WHAT THIS TASK INVOLVES >> In your reply, write out the records exactly, each line intact.

SUPPLIED RECORDS >>
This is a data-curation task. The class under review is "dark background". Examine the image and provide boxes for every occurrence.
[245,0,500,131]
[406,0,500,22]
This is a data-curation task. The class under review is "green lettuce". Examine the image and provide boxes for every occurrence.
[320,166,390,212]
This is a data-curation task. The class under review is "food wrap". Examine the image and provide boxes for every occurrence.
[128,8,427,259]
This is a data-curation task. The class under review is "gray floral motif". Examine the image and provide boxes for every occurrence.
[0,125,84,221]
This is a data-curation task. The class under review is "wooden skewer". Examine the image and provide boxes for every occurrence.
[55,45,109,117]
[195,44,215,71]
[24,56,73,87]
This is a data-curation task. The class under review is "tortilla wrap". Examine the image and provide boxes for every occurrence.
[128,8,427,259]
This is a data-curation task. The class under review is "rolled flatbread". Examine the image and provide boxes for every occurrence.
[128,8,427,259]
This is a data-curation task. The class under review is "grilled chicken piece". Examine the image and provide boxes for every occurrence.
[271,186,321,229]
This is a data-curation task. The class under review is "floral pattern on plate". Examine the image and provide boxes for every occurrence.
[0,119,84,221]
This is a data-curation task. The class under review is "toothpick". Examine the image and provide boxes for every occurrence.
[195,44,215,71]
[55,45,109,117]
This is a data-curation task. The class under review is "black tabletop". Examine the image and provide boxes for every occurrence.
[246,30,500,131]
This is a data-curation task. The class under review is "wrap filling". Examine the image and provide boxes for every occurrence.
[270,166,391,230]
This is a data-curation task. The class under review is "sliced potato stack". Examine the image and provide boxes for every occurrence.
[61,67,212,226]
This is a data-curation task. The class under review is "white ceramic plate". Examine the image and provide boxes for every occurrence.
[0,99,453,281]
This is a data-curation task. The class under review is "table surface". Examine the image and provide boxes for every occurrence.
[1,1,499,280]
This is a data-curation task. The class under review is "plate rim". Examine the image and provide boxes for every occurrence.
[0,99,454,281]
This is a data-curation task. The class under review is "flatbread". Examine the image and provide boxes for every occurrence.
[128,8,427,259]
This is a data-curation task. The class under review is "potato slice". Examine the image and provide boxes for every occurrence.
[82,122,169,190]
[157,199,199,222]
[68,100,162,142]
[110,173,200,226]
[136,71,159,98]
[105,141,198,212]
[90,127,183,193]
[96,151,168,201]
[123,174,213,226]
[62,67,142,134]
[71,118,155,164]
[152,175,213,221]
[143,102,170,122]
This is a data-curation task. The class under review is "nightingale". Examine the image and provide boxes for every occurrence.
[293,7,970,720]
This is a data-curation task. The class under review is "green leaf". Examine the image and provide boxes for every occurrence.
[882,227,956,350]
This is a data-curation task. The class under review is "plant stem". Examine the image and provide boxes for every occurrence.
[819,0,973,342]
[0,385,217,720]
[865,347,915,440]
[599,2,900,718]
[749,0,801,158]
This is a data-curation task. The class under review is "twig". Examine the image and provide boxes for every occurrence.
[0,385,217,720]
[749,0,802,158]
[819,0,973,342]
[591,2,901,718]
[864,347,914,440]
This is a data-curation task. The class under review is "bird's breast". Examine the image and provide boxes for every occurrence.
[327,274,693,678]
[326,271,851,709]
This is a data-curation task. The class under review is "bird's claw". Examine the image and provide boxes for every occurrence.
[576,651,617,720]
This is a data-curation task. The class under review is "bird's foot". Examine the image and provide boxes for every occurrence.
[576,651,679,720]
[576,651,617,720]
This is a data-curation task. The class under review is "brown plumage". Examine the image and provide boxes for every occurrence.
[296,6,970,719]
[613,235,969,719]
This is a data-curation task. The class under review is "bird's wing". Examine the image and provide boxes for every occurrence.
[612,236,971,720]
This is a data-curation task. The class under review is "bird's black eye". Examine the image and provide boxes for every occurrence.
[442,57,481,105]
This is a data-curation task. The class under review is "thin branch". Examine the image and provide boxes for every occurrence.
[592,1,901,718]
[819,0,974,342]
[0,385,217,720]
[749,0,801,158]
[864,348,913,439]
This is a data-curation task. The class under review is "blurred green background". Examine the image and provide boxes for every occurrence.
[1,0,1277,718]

REPLY TO THE EXERCISE >>
This is a data-curation task. The class under review is "dark background". Examine the image and provide boxes for every occurrence.
[245,0,500,131]
[406,0,500,22]
This is a data-curation task. The class under review is "green lettuce". Examine the image and provide boxes for every occurrence.
[320,166,390,212]
This is a data-curation task. The class under review is "food wrap". Examine the image and provide boxes for every occurrence.
[128,8,427,259]
This is a data-curation task. The class under review is "gray floral motif". Examine the image and provide boxes for every occurrence.
[0,125,84,221]
This is a data-curation task. The class under review is "wooden skewer". Examine the image and provide boxes for every occurrence.
[55,45,109,117]
[195,44,215,71]
[24,56,73,87]
This is a data-curation task. The class under review is "tortilla wrap". Examine the image and provide boxes for every occurrence.
[128,8,427,259]
This is a data-curation task. The class under review is "rolled flatbread". Examine the image and provide boxes for every occurrence.
[128,8,427,259]
This is a data-curation task. The class under review is "grilled chicken piece". Examine the image and provide boxes for every occurrence.
[271,186,321,229]
This is a data-curation task. The class under review is "floral pattern on plate". Examine the image and provide boxes for every occurrence.
[0,119,84,221]
This is a data-curation task. The class under review is "toothpick". Examine the image and provide boxes for every occurrence.
[195,44,215,71]
[55,45,109,117]
This is a data-curation task. The class under review is "black tabletop". Examine the image and provide boxes for every occurrence.
[246,30,500,131]
This is a data-curation task. The class under review is "wrap filling". Examine the image and provide boxes for every occurrence.
[270,166,391,230]
This is a data-curation task. The class under review is "sliced potato stack". Examine the image and provide boxes for every occurrence.
[61,67,212,226]
This is a data-curation task. The class under review is "white ceramic plate". Examine the image and provide boxes for every occurrence.
[0,99,453,281]
This is a data-curation task. The class under review is "table surface". Examine the image and provide boxes for every occurrence.
[1,1,499,280]
This is a data-curation task. The class under review is "plate rim". Examine the image and provide boxes for every occurrence.
[0,99,454,281]
This is a data-curation task. The class under review is "flatbread". Examine the image and provide boxes for every occurrence.
[128,8,427,259]
This is a data-curation task. The class under review is "potato slice". Examine the image and provide boxes for every occurrence.
[82,122,169,190]
[157,199,199,222]
[68,100,162,142]
[110,173,200,226]
[136,71,159,98]
[105,141,198,212]
[90,127,183,193]
[96,151,168,201]
[123,174,213,226]
[62,67,142,134]
[71,118,155,164]
[152,175,213,221]
[143,102,170,122]
This is a data-curation task. The class under review is "nightingale". Examine the image and provide boxes for every occurrence.
[293,7,970,720]
This is a data-curation task. The class under review is "green leaf". Examine the image and provide boxes for every occurrence.
[882,227,956,350]
This is a data-curation task. The class under review is "plant stem". Examine the image and provide boxes for every occurrence.
[819,0,973,342]
[0,385,217,720]
[865,347,915,440]
[599,2,900,718]
[749,0,801,158]
This is a data-curation task. The class under review is "twig". Examine the image and provide boxes for every occurrence.
[0,385,217,720]
[749,0,802,158]
[819,0,973,342]
[591,2,901,718]
[864,347,914,440]
This is a data-curation task. The class under review is "bird's breast". Examine the image and provide boxes for every occurrence.
[327,274,693,678]
[326,271,851,709]
This is a data-curation task. The class under review is "bird's claw". Examine the image and provide boxes for every occurrence.
[576,651,617,720]
This is a data-curation task. The class under review is "bird's foot". Examine the image and provide boxes for every occurrence.
[576,651,679,720]
[576,651,617,720]
This is a data-curation task. The class under review is "brown plumage". Examine the image and provide boxes for every occurrence.
[296,6,970,719]
[613,235,969,719]
This is a data-curation task. The class under review is "bird's wing". Examine the image and provide boxes for every occurrence.
[612,236,971,720]
This is a data-curation task. The class under review is "bird's black eye". Examine the image and provide boxes for every occurrence.
[442,57,481,105]
This is a data-curation task. The class under review is "thin branch". Examine the image and provide boxes for every occurrence.
[592,1,901,718]
[819,0,974,342]
[0,385,217,720]
[749,0,801,158]
[864,348,913,439]
This is a data-curation task. The class under review is "blurred green background". Examine the image and provide boxes for every occurrence.
[1,0,1277,718]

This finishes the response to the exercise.